WHAT IS EXPECTED:
Copy out everything in the listing below, from its start down to the line containing "(1020, 259)", both included. Leave the pictures out of your answer.
★ ★ ★ ★ ★
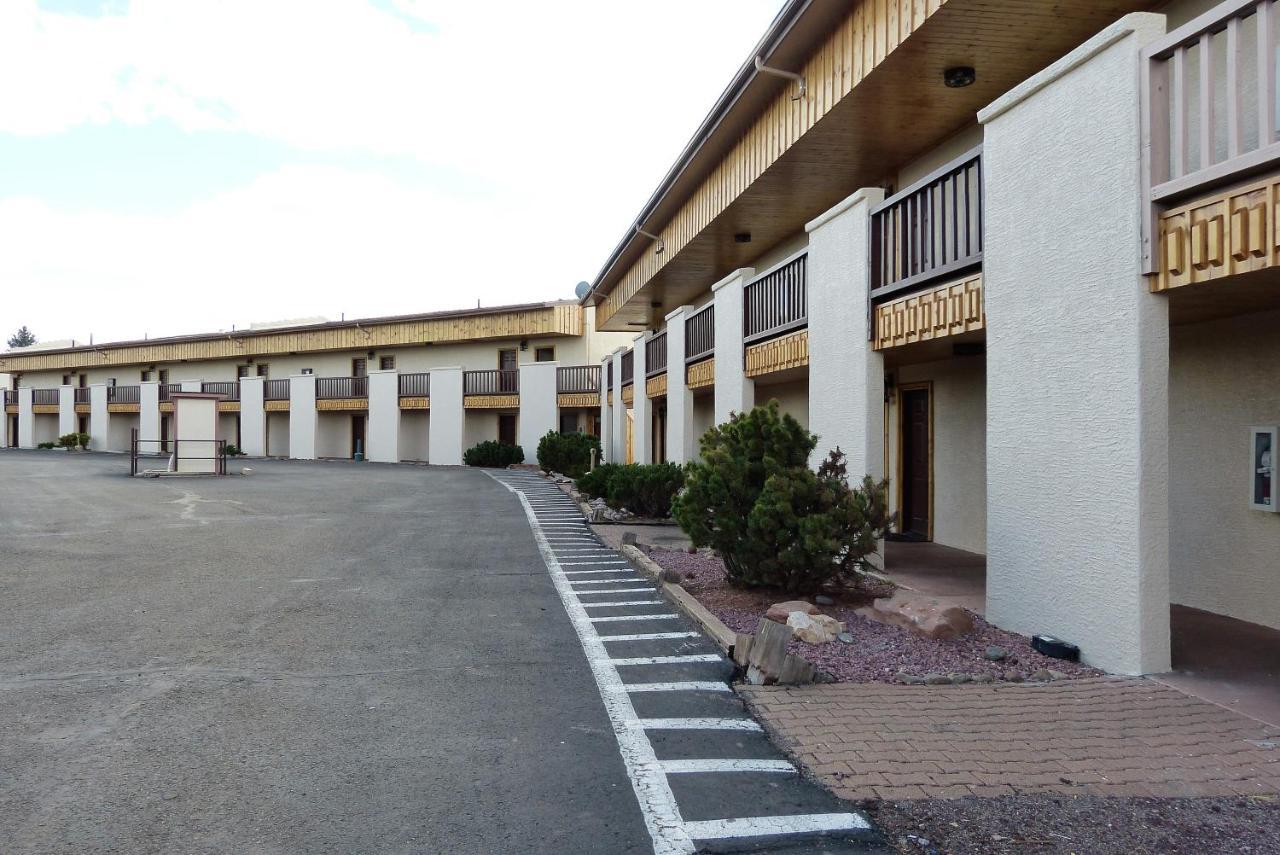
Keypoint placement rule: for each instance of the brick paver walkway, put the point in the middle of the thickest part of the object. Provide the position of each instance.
(1110, 736)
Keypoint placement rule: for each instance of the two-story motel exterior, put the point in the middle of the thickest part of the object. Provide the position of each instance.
(403, 388)
(1020, 259)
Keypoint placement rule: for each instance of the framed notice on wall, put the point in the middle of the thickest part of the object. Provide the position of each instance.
(1262, 487)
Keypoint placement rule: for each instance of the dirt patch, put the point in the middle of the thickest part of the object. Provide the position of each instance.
(878, 652)
(1079, 826)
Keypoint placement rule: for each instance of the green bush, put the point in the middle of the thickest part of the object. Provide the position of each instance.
(493, 453)
(567, 453)
(772, 520)
(647, 489)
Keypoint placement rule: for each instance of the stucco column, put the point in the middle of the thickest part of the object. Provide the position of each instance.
(444, 437)
(99, 419)
(618, 433)
(304, 419)
(149, 416)
(65, 410)
(538, 408)
(734, 391)
(641, 444)
(252, 416)
(382, 439)
(26, 419)
(846, 376)
(1078, 362)
(681, 442)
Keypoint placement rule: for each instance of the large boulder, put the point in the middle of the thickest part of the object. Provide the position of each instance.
(927, 616)
(814, 629)
(780, 612)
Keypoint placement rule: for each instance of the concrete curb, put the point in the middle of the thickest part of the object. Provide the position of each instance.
(723, 636)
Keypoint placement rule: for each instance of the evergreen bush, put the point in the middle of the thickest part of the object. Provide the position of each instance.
(493, 453)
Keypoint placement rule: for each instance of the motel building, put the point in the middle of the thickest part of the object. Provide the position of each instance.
(405, 388)
(1022, 259)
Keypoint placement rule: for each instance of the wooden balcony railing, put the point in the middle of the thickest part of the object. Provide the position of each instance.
(776, 302)
(629, 367)
(1210, 104)
(700, 334)
(330, 388)
(415, 385)
(656, 355)
(579, 379)
(493, 382)
(123, 394)
(229, 389)
(929, 231)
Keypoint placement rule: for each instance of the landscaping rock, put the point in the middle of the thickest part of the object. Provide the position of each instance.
(926, 616)
(780, 612)
(814, 629)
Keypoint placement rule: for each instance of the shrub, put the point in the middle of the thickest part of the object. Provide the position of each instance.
(567, 453)
(647, 489)
(772, 520)
(493, 453)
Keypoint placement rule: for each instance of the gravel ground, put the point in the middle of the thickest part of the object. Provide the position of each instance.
(1080, 826)
(878, 650)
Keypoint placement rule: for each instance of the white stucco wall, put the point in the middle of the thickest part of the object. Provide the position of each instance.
(841, 361)
(414, 434)
(1223, 379)
(959, 401)
(1077, 433)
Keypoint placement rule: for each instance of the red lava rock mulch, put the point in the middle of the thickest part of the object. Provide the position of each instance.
(878, 650)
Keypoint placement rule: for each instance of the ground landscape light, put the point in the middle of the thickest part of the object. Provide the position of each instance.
(959, 77)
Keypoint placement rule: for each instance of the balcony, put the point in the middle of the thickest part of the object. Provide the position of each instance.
(776, 302)
(123, 394)
(229, 391)
(341, 388)
(499, 382)
(656, 355)
(929, 232)
(579, 379)
(275, 391)
(700, 334)
(415, 385)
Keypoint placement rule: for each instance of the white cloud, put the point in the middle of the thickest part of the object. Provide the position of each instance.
(565, 113)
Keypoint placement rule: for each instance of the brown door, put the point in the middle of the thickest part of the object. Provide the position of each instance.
(507, 428)
(915, 463)
(357, 434)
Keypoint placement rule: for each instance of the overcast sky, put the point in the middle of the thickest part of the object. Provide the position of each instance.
(183, 165)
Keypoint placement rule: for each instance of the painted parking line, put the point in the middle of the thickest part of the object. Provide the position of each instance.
(696, 767)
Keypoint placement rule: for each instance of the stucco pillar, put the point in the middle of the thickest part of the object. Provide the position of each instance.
(1077, 362)
(26, 419)
(846, 376)
(618, 433)
(99, 417)
(681, 442)
(538, 408)
(382, 439)
(444, 437)
(149, 416)
(735, 392)
(304, 419)
(641, 442)
(65, 410)
(252, 416)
★ ★ ★ ★ ★
EXERCISE ANSWER:
Keypoint placement rule: for each instance of the brick paver walkway, put the point in the middle of the thickest part of the object. Provide the position of each instance.
(1110, 736)
Keypoint placement rule: for each instance of the two-story motel exterior, put the point in the middle of the thickest part of the object. Provide the position of each instance.
(403, 388)
(1020, 259)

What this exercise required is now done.